» **WHAT IS EXPECTED**: The records below need to be restated word for word.

[Referring expression data]
---

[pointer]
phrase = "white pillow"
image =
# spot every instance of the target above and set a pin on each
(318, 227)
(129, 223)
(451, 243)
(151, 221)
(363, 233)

---

» **ANSWER AREA**:
[pointer]
phrase = "white pillow"
image =
# spot every instance of the target above and set a pin on each
(318, 227)
(129, 223)
(451, 243)
(151, 221)
(363, 233)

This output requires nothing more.